__The tasks__:
(a) From the email thread about the blue/green gate below, list every action the operator takes on its own when ADVANCED transition mode and a gate strategy are set.
(b) Pick up the email thread about the blue/green gate below after its last line and keep writing it.

__Text section__:
[Start]

Hi @Ryan/@Daniel
OK it’s up! I’ve updated the Draft PR and added how to configure the Gate
auto-injection to the description
(https://github.com/apache/flink-kubernetes-operator/pull/1043).
TL;DR
When transitionMode: ADVANCED is used and bluegreen.gate.strategy is set in
flinkConfiguration, the operator automatically:
• Injects the -javaagent flag into the JobManager JVM options
• Adds an init container to the JobManager pod that copies the agent JAR
from the operator image into a shared volume, making it available at
/opt/flink/lib/bluegreen-agent.jar
• Sets bluegreen.gate.injection.enabled: "true" to activate injection at
runtime
The only user-facing configuration needed is:
flinkConfiguration:
bluegreen.gate.strategy: "WATERMARK"
bluegreen.gate.watermark.extractor-class:
"com.example.MyWatermarkExtractor” ...
Give it a go and please let me know what you think.
In the meantime I’m working on the other comments you also left
Thanks!
Sergio
> On Mar 26, 2026, at 8:11 AM, Ryan van Huuksloot via dev
> <[email protected]> wrote:
>
> Awesome! Thanks for the update, Sergio. I'm excited to see the plan - it is
> a cool idea so I'm glad it is working.
>
> Ryan van Huuksloot
> Staff Engineer, Infrastructure | Streaming Platform
> [image: Shopify]
> <https://www.shopify.com/?utm_medium=salessignatures&utm_source=hs_email>
>
>
> On Thu, Mar 26, 2026 at 1:46 AM Sergio Chong Loo <[email protected]>
> wrote:
>
>> @Ryan / @Daniel,
>>
>> Good news! The “GateInjectorPipelineExecutor” idea is successful!!
>>
>> While the original approach of simply activating it with
>> “execution.target” did not quite work, I was able to implement it via the
>> *Instrumentation
>> API with a Java Agent* that injects it… the user doesn’t have to touch
>> their pipelines and I added 2 options, at least for now, to place/inject
>> the Gate after the source or before the sink (complex DAG cases with
>> multiple sources or sinks for now are not supported).
>>
>> I’m documenting everything and prepping the Draft PR for your review,
>> probably a couple more days.

[End]

__Records supplied__:
[Start]

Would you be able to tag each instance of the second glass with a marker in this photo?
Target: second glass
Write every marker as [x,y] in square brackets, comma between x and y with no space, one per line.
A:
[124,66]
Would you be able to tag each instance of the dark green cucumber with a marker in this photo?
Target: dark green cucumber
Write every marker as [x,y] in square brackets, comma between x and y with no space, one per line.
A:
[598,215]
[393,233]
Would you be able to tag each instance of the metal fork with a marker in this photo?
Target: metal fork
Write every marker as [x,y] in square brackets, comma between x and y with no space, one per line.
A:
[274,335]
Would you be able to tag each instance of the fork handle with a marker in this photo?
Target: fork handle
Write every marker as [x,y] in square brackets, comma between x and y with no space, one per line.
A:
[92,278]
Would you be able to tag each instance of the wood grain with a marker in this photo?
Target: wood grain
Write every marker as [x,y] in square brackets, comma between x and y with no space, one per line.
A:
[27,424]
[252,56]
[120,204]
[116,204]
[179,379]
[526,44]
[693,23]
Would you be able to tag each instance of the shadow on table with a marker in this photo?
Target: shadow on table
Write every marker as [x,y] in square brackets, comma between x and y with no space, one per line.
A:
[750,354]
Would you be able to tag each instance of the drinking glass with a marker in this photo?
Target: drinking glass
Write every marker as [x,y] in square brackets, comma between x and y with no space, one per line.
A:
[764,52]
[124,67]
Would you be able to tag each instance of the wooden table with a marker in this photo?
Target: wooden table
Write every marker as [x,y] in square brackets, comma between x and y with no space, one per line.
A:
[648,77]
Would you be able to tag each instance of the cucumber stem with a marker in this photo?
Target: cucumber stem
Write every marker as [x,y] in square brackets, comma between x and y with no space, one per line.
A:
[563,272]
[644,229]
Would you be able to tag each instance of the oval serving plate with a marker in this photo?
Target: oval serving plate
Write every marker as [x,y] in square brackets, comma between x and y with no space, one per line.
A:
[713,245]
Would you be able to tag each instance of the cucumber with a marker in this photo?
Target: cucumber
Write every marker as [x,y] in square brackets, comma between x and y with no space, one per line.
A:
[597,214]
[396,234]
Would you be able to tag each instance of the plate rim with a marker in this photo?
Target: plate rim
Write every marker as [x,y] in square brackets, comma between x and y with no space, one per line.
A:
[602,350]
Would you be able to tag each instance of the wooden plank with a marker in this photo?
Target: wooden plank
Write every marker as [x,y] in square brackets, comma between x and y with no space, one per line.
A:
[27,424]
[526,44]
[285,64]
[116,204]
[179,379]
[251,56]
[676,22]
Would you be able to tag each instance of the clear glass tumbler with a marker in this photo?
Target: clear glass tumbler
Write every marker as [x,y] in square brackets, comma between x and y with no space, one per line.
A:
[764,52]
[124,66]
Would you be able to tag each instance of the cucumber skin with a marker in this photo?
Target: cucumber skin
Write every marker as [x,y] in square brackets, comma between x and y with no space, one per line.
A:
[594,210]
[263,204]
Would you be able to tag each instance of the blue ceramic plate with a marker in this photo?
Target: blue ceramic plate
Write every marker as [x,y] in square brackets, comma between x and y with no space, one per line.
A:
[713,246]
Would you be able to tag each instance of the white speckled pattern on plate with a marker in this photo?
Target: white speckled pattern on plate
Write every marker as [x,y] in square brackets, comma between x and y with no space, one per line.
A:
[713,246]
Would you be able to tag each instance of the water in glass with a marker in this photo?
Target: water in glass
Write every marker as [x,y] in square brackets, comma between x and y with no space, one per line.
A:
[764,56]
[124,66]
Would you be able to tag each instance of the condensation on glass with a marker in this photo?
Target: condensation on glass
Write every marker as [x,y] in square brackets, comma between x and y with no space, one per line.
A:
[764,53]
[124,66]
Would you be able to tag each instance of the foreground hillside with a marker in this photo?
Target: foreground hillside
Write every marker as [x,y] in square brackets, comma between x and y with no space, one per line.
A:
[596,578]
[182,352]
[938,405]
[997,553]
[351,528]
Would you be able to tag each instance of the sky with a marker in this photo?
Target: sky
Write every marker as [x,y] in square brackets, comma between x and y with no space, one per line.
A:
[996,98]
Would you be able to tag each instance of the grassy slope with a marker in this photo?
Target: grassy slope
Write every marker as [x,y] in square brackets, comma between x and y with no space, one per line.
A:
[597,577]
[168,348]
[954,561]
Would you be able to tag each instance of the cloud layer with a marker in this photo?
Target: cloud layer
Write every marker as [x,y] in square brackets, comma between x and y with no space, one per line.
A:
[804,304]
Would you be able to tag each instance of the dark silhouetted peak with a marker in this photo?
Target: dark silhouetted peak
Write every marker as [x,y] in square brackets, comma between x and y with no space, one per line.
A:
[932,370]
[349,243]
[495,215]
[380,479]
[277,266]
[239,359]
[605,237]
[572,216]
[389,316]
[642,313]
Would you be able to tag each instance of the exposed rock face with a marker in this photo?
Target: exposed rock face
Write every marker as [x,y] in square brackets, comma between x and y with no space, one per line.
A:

[End]

__Answers__:
(a)
- Injects the -javaagent flag into the JobManager JVM options
- Adds an init container to the JobManager pod that copies the agent JAR from the operator image into a shared volume, making it available at /opt/flink/lib/bluegreen-agent.jar
- Sets bluegreen.gate.injection.enabled: "true" to activate injection at runtime

(b)
>>
>> Thanks, stay tuned.
>>
>> - Sergio
>>
>>
>> On Mar 16, 2026, at 3:30 PM, Sergio Chong Loo <[email protected]> wrote:
>>
>> Thanks for the ideas and the offer to help out Ryan! It’s invaluable to
>> learn about how other users/teams scenarios.
>>
>> Indeed I have to pursue and evaluate the GateInjectorExecutor nonetheless
>> for our internal development. Ideally it’d be great if the user can simply
>> “invoke” the functionality, even give the user an option to specify “where"
>> the gating mechanism to be placed (e.g. right after the source or before
>> sink), or for the most flexibility they can incorporate and place the Gate
>> manually just like it is now.
>>
>> I’ll share the progress asap and we can all take it from there (this
>> should not exceed a couple weeks). I’ll definitely need more of your
>> feedback to verify this with Flink SQL.
>>
>> Thanks again,
>> Sergio
>>
>>
>> On Mar 16, 2026, at 7:01 AM, Ryan van Huuksloot <
>> [email protected]> wrote:
>>
>> Hi Sergio,
>>
>> re: 1.1
>> My thought is that a BlueGreen Mixin isn't Kubernetes specific and could
>> be reused by other deployment control planes. However, I do agree that
>> attaching it to the sink has other implications so I am happy to pivot if
>> we can find an alternative solution.
>>
>> re: 2
>> I'm happy to leave it out of the Phase 2 implementation, but I think it
>> should be possible. For example we use Phase 1 with cross cluster
>> migrations today. Phase 2 within a single cluster isn't particularly useful
>> for us.
>>
>> re: GateInjectorExecutor
>> This sounds like a neat idea. I need to read more about how it would work
>> but from a high level, injecting an operator before your sinks sounds like
>> a good idea. Better isolation, possible with SQL, no mixins, etc.
>>
>> I will mention that part of the reason I want it before the sinks is
>> because nine out of ten people building pipelines struggle to understand
>> where their state is and how Phase 2 would affect the correctness of their
>> state depending on where they put the gate. I understand that if you have a
>> remote lookup and want to save bandwidth, you could optimize your pipeline
>> by moving the gate before the remote call; however, that seems like an
>> optimization that can be made later.
>>
>> Thanks for driving this! Let me know how we can help.
>>
>> Ryan van Huuksloot
>> Staff Engineer, Infrastructure | Streaming Platform
>> [image: Shopify]
>> <https://www.shopify.com/?utm_medium=salessignatures&utm_source=hs_email>
>>
>>
>> On Mon, Mar 16, 2026 at 2:21 AM Sergio Chong Loo <[email protected]>
>> wrote:
>>
>>> Hi Ryan
>>>
>>> Thanks a lot for these details. For sure some of these observations
>>> popped up during our initial discussions, and that’s why our initial goal
>>> was to introduce this as simple as possible and gradually enhance it to
>>> cover gaps.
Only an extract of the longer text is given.